• [Short task 1]:
Answer these questions from the accounting standards text:
(a) In what month and year did the FASB issue FASB Staff Position No. FAS 157-2?
(b) What date did the Company adopt SFAS No. 159?
(c) Is earlier application of SFAS No. 141(R) permitted?

• [Selection]:
In February 2008, the FASB issued FASB Staff Position No. FAS 157-2, Effective Date of FASB Statement No. 157 (the FSP).  The FSP amends SFAS No. 157, Fair Value Measurements, to delay the effective date of SFAS 157 for nonfinancial assets and nonfinancial liabilities, except for items that are recognized or disclosed at fair value in the financial statements on a recurring basis (that is, at least annually).  For items within its scope, the FSP defers the effective date of SFAS No. 157 to fiscal years beginning after November 15, 2008, and interim periods within those fiscal years. The Company is currently evaluating the FSP to determine the impact, if any, on the Consolidated Financial Statements.

 

In December 2007, the FASB issued SFAS No. 141(R), Business Combinations and SFAS No. 160, Noncontrolling Interests in Consolidated Financial Statements-an amendment of ARB No. 51. Both of these standards are effective for financial statements issued for fiscal years beginning after December 15, 2008.  SFAS No. 141(R) will be applied prospectively to business combinations occurring after the effective date. Earlier application is prohibited.  The Company is currently evaluating the potential impact of adopting SFAS No. 160 but does not expect its adoption to have a significant impact on the Consolidated Financial Statement.

 

In February 2007, the FASB issued SFAS No. 159, The Fair Value Option for Financial Assets and Financial Liabilities.  SFAS No. 159 permits companies to choose to measure many financial instruments and certain other items at fair value.  The objective is to improve financial reporting by providing companies with the opportunity to mitigate volatility in reported earnings caused by measuring related assets and liabilities differently without having to apply complex hedge accounting provisions.  SFAS No. 159 is effective for fiscal years beginning after November 15, 2007.  Companies are not allowed to adopt SFAS No. 159 on a retrospective basis unless they choose early adoption.  The Company adopted SFAS No. 159 on October 1, 2008, and did not elect the fair value option for eligible items that existed at the date of adoption.

• [Dataset records]:
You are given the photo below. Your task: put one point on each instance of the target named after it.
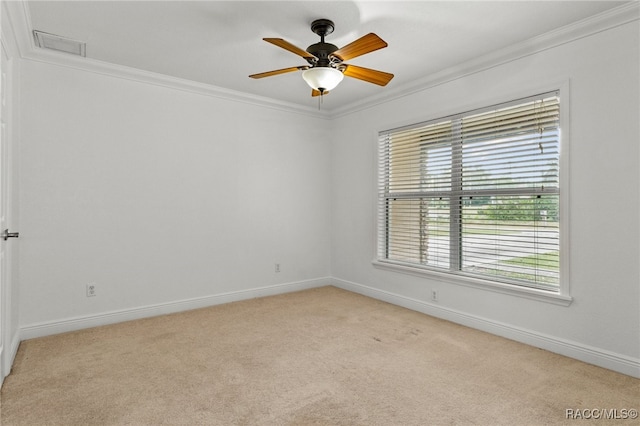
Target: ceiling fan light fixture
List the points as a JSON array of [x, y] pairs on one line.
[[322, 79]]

==

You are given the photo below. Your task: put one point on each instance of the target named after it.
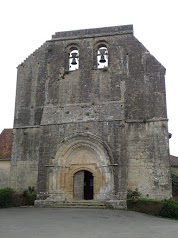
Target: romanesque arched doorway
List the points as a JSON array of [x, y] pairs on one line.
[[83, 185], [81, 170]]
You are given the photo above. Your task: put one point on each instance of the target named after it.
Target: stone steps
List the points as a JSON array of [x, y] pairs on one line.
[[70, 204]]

• [Short task 2]:
Return a verbatim copy of part of the records, starting at the line that contains "You are given the photo above." and stopping after the line that contains "[[70, 204]]".

• [Full solution 1]:
(a) February 2008
(b) October 1, 2008
(c) No, earlier application is prohibited.

• [Full solution 2]:
You are given the photo above. Your task: put one point on each instance of the target named after it.
Target: stone steps
List the points as a JSON array of [x, y] pairs on one line.
[[70, 204]]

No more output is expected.